Records
-- Begin --
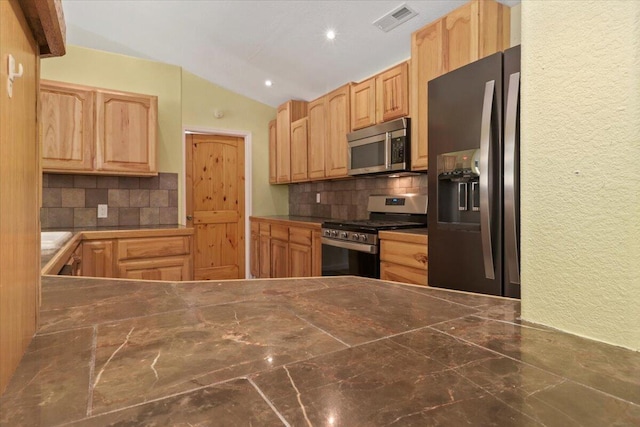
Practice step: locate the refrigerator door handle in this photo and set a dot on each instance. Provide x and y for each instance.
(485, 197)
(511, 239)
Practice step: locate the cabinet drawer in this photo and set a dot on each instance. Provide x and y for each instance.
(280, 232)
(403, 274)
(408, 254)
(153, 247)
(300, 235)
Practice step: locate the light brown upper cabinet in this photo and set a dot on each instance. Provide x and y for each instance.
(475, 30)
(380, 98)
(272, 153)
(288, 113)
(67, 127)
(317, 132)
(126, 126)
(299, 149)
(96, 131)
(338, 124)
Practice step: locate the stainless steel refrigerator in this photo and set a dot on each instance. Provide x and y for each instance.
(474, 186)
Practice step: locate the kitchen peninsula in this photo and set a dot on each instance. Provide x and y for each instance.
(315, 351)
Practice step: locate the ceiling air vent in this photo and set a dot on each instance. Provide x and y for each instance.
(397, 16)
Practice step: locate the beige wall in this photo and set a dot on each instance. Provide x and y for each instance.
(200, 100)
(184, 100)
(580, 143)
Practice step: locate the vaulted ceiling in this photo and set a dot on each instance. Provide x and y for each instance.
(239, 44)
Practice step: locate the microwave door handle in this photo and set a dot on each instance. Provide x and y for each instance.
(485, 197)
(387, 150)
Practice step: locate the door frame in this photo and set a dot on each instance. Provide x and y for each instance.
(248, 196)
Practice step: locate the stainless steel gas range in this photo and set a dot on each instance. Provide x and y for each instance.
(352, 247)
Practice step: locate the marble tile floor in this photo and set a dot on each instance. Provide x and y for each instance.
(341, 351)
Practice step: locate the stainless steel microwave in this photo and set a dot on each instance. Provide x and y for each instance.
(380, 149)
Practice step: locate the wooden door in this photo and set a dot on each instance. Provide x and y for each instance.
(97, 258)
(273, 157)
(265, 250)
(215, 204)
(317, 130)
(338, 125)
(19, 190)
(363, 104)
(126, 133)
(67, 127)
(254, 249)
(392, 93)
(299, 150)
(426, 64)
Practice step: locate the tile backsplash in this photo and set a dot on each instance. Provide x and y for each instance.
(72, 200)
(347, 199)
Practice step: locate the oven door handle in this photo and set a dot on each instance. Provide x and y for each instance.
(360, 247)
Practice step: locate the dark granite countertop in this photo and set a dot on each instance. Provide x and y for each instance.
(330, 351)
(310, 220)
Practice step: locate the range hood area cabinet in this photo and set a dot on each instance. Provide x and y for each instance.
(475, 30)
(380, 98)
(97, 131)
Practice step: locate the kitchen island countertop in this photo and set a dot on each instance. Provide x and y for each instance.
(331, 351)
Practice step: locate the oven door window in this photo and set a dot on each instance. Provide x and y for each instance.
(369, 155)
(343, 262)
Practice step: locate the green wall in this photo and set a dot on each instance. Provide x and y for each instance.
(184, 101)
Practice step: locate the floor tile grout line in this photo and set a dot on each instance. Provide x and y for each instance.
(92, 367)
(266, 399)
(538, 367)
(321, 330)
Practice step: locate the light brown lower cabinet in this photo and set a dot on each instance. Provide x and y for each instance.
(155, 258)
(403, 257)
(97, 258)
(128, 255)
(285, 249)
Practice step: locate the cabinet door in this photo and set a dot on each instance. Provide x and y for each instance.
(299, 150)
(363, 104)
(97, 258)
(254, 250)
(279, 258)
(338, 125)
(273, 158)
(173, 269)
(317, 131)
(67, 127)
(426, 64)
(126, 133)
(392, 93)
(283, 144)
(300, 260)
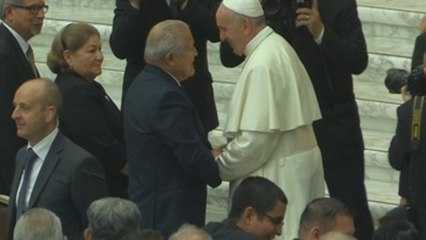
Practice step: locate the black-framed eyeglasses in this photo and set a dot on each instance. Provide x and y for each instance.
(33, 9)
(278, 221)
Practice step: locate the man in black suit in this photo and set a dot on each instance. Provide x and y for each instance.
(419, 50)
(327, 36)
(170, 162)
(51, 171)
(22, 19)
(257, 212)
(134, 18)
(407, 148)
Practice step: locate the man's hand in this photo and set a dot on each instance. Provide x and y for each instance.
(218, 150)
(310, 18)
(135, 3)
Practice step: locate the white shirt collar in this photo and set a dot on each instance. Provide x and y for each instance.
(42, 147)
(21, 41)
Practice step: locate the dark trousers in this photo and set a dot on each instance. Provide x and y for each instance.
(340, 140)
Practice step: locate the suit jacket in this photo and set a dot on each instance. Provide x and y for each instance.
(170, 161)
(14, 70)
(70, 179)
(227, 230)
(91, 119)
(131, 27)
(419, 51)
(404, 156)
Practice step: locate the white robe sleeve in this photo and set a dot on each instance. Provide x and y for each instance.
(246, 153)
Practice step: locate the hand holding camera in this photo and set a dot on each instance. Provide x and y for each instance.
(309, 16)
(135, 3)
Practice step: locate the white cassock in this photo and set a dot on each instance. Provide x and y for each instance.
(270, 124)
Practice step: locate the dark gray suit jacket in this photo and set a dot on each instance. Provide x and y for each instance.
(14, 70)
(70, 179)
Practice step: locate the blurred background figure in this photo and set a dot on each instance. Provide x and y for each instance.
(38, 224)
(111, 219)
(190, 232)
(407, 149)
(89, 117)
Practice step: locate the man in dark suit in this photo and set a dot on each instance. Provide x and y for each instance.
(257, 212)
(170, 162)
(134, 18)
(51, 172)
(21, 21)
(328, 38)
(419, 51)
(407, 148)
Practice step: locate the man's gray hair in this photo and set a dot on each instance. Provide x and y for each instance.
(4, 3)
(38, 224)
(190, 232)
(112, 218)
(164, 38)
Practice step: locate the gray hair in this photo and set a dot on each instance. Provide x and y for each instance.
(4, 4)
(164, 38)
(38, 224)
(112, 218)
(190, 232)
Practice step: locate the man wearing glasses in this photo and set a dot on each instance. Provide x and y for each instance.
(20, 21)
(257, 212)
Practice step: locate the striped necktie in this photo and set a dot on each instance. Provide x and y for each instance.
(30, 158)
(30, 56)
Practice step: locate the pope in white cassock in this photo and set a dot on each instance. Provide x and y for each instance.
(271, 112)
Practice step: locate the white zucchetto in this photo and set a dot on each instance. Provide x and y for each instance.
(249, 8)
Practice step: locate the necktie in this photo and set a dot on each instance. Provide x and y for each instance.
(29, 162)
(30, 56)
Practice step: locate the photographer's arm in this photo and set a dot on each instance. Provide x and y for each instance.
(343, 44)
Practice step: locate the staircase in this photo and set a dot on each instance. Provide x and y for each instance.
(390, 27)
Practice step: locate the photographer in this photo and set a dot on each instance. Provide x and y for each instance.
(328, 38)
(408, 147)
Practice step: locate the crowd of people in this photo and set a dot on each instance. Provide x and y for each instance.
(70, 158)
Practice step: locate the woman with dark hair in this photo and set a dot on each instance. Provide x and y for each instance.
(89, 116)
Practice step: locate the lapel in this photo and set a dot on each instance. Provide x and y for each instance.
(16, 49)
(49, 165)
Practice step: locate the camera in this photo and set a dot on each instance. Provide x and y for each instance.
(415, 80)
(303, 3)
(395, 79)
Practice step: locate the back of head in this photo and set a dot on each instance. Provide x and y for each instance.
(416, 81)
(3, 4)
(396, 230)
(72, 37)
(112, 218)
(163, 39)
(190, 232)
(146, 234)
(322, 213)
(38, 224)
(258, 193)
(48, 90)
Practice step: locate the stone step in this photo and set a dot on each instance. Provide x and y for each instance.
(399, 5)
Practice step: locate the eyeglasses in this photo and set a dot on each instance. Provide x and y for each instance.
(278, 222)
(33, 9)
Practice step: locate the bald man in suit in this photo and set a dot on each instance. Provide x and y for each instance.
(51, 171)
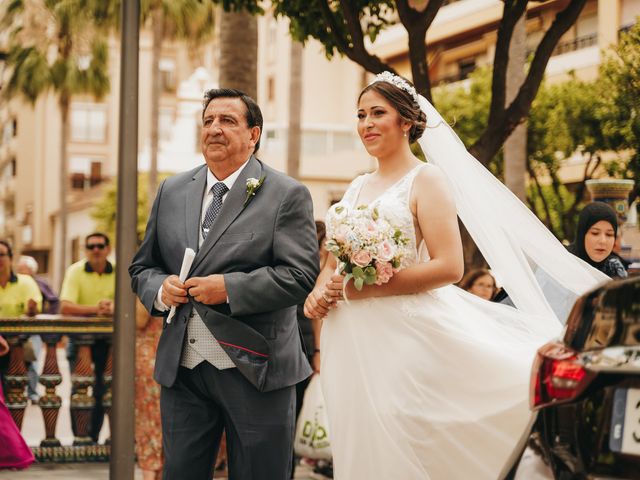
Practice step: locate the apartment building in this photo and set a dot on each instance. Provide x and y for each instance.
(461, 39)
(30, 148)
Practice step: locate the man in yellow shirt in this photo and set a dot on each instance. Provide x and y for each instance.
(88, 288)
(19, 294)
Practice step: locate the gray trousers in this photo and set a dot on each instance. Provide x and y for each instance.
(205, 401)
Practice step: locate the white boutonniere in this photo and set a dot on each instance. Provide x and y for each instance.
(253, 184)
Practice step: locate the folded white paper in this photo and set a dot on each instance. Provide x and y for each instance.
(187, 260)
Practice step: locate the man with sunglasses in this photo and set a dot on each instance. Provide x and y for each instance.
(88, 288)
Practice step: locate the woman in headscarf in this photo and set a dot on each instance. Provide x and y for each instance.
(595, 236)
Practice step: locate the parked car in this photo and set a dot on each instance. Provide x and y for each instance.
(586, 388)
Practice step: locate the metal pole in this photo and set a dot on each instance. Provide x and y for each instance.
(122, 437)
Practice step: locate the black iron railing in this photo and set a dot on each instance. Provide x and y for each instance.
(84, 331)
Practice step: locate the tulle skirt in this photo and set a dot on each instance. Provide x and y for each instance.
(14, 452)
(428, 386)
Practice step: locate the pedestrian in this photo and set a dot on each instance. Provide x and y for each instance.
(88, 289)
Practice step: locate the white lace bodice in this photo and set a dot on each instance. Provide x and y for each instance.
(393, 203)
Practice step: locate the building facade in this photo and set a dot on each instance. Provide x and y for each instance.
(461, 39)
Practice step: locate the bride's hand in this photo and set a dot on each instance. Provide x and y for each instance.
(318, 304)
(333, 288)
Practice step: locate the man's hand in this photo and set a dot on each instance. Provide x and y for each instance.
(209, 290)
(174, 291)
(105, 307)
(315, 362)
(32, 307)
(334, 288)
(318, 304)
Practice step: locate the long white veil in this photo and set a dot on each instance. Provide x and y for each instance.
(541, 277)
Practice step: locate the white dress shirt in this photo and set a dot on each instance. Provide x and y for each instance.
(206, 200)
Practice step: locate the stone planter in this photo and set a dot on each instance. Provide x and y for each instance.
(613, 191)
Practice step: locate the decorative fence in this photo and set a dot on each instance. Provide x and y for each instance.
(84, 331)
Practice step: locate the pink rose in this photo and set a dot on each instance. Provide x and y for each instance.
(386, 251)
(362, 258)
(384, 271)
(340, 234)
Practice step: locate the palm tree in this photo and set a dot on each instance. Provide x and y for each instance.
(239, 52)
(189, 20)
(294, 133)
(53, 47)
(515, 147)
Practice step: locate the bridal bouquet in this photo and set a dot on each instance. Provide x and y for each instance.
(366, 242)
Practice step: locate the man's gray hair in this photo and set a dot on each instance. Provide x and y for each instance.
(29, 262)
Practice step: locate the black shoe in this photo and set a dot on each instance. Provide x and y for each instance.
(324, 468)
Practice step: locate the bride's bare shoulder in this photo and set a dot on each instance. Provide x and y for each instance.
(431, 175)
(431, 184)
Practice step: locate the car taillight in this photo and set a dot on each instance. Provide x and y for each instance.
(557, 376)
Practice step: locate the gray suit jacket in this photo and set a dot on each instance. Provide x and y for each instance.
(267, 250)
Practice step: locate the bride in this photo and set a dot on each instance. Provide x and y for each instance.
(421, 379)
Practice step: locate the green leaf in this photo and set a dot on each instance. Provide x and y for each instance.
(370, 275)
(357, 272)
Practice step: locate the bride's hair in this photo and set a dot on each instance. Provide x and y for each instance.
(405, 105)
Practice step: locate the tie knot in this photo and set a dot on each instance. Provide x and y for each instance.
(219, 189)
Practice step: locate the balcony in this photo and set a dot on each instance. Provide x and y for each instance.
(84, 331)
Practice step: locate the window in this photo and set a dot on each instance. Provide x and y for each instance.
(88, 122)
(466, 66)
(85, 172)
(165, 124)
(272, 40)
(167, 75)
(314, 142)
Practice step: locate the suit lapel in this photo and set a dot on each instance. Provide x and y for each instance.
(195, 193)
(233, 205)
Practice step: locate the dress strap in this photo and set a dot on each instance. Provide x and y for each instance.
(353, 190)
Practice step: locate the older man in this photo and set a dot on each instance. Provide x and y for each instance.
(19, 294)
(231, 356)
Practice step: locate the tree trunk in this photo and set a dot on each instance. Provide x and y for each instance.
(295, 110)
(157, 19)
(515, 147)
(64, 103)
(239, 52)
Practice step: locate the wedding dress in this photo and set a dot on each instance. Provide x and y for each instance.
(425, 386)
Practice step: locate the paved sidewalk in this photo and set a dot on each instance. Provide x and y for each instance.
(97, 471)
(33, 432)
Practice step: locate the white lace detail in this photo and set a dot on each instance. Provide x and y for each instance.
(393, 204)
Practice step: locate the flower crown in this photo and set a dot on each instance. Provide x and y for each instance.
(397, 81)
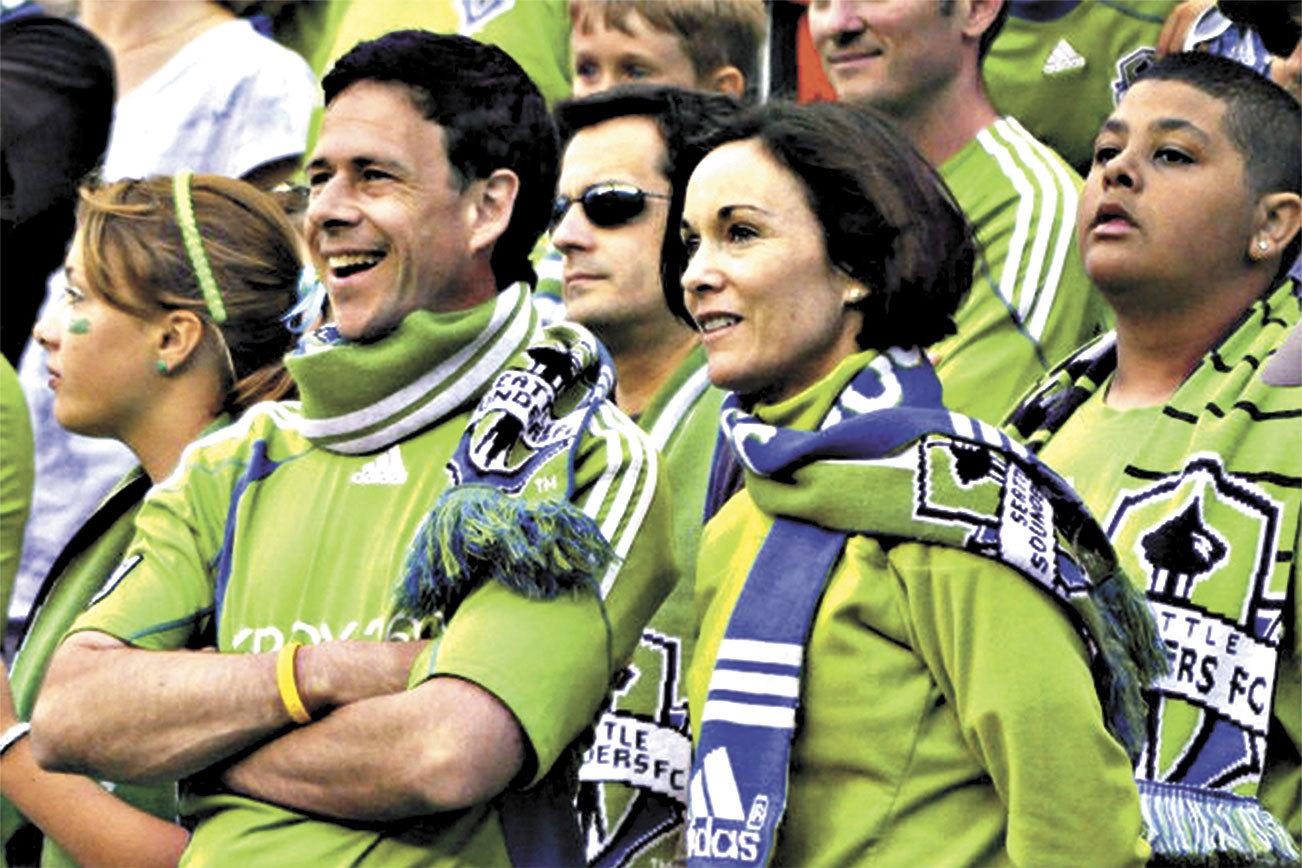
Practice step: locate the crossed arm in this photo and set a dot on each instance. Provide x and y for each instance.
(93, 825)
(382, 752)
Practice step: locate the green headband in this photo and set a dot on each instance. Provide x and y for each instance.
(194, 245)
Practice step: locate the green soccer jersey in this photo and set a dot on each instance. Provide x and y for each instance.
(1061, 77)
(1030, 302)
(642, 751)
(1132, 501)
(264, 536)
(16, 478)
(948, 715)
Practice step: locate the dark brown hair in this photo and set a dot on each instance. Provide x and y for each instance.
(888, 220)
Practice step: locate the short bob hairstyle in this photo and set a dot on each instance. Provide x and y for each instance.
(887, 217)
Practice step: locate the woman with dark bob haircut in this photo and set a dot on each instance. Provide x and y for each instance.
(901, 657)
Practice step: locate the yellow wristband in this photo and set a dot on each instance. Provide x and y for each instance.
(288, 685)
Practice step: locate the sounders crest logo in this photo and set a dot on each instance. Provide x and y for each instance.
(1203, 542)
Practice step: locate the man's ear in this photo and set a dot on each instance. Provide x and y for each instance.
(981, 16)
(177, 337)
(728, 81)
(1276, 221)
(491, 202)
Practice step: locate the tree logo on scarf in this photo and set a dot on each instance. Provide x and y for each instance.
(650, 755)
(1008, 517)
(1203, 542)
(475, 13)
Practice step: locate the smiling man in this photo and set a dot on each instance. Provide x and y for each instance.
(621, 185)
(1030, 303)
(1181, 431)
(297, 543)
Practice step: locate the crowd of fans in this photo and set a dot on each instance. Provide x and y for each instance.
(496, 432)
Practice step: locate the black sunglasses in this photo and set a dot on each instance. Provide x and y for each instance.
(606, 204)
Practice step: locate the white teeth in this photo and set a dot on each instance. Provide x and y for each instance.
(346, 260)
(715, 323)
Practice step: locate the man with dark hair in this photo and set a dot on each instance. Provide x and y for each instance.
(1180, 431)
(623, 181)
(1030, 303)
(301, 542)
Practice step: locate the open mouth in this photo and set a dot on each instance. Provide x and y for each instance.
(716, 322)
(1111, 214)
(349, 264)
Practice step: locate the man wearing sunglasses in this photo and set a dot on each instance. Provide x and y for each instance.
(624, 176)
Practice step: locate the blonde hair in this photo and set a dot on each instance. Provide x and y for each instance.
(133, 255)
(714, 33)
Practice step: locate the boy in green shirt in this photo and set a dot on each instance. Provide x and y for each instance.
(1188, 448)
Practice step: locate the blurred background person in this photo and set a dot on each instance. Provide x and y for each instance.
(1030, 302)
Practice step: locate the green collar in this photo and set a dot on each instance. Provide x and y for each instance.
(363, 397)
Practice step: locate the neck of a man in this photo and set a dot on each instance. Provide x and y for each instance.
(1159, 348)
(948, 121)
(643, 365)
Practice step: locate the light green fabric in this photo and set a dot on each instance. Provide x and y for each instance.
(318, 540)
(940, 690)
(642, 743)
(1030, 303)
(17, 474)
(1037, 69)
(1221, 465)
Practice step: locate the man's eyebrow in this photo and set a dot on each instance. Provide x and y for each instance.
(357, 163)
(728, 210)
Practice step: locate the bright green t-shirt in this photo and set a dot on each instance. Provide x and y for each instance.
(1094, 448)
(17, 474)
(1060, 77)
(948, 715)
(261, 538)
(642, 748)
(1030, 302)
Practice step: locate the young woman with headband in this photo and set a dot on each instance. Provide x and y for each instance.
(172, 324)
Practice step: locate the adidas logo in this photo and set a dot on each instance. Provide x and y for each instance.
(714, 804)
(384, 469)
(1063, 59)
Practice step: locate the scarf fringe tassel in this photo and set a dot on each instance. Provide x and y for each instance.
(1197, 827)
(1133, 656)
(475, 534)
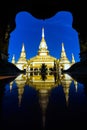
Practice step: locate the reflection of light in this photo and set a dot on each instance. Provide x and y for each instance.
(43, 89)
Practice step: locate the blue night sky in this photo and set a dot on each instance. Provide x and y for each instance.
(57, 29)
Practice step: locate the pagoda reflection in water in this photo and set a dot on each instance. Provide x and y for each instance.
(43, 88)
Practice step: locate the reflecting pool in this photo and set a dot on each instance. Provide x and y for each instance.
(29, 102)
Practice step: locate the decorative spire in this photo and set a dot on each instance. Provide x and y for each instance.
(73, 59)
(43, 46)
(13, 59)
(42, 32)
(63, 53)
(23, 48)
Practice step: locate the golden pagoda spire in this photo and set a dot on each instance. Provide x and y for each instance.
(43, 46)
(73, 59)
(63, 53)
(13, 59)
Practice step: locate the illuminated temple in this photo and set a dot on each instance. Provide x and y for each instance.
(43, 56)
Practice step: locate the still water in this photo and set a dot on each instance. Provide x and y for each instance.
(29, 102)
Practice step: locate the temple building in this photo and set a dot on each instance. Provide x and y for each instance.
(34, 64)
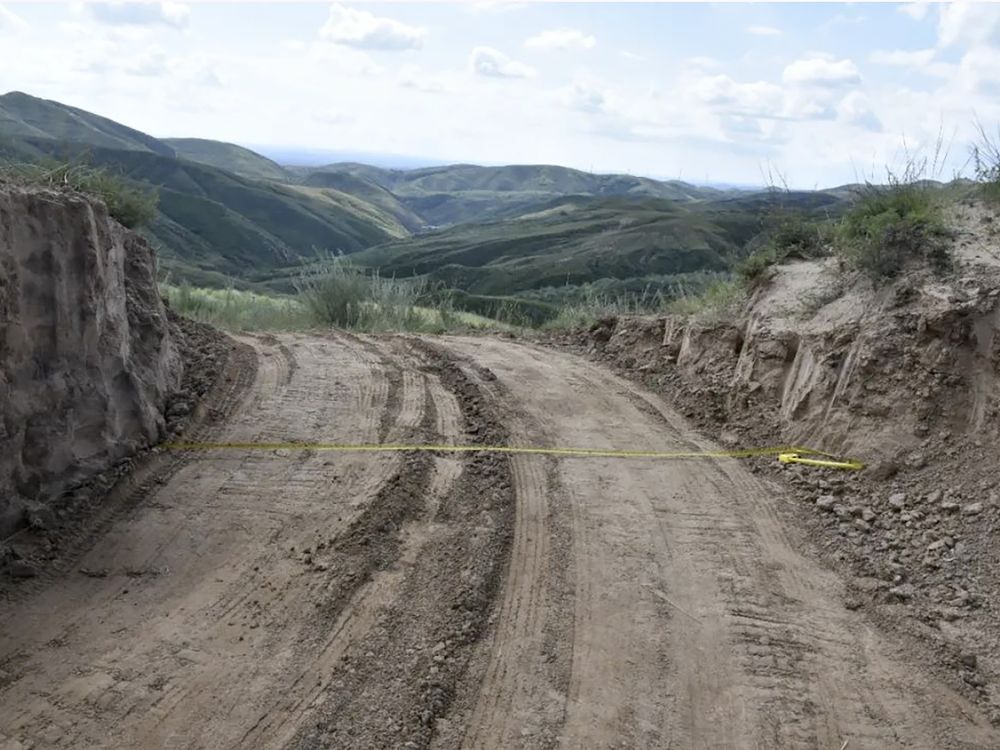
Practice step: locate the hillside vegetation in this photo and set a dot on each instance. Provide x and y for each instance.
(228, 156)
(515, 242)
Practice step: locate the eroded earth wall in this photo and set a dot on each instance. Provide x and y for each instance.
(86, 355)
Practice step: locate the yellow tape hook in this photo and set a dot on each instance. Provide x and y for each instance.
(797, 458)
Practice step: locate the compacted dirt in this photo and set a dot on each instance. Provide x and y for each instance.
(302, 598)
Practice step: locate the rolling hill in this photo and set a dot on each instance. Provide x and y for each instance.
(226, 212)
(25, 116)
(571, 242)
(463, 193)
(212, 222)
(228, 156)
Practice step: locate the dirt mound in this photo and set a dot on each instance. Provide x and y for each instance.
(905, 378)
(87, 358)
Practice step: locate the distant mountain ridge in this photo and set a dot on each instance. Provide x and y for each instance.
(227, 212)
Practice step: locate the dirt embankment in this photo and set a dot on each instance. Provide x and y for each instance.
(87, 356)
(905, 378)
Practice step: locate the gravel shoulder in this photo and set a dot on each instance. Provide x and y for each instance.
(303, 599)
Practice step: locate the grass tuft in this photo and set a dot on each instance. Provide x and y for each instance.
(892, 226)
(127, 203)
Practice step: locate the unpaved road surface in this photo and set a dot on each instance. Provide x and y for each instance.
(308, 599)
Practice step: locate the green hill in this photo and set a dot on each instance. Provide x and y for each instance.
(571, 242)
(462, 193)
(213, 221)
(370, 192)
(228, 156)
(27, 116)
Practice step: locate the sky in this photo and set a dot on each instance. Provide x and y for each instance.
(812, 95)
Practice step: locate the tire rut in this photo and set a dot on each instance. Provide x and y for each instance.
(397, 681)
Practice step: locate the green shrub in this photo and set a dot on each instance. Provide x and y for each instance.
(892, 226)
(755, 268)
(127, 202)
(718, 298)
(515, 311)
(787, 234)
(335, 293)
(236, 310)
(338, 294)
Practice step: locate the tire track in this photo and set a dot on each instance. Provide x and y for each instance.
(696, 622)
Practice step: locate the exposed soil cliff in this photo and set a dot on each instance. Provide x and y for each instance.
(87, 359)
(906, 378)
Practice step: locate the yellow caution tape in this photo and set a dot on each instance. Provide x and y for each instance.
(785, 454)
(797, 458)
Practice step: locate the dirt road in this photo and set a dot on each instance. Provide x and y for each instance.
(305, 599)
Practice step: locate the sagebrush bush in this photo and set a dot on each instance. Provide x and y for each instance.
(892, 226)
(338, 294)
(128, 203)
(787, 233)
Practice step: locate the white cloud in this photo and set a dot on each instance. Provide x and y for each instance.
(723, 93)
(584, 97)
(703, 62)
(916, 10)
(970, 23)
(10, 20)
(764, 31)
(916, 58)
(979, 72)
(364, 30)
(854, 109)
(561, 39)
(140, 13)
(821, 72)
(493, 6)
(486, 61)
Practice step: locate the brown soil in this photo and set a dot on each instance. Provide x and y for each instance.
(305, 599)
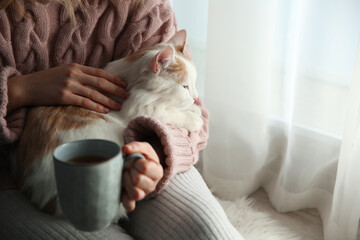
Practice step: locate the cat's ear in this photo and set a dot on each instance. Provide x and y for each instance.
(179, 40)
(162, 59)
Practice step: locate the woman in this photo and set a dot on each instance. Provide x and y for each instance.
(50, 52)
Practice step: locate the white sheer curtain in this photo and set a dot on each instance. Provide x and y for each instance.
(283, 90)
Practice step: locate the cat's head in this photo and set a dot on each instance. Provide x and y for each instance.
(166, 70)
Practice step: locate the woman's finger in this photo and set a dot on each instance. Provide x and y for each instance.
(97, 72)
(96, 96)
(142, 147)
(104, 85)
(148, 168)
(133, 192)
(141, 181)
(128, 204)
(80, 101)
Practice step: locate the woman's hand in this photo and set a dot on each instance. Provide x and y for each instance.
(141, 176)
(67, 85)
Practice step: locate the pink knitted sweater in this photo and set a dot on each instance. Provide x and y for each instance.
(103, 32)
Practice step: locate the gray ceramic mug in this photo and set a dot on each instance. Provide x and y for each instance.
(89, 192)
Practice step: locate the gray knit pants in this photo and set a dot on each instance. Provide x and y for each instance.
-- End --
[Your objective] Give back the lines of the listing from the one with "Practice step: locate the white sheer" through the end, both included, exactly as written and with nothing added.

[Exercise solution]
Practice step: locate the white sheer curtain in this photo and set a dot on each instance. Provide x and y for each instance.
(283, 90)
Practice step: locate the cat's head in this photo and set a dot on each instance. Provide x and y for each instance.
(166, 70)
Practice step: locate the woman's finger in this photo and set a dot on each instance. Provide x and y for each instance.
(97, 72)
(96, 96)
(142, 147)
(104, 85)
(148, 168)
(133, 192)
(141, 181)
(128, 204)
(80, 101)
Practice step: locate the woman's hand in this photo and set a dot on each instance. Provide x and y for each instance.
(141, 176)
(67, 85)
Practice step: locate the pink knitted sweater in this photo and set a dot on each instance. Provide x and y for each instance.
(103, 32)
Practice step: locate the gray ceramic mug in this photo and set a dot on each instance. Provide x and y for each instance.
(89, 192)
Practice step: locate the gray knit pants in this photo and set a dot on each instance. Provide x and y for each instance.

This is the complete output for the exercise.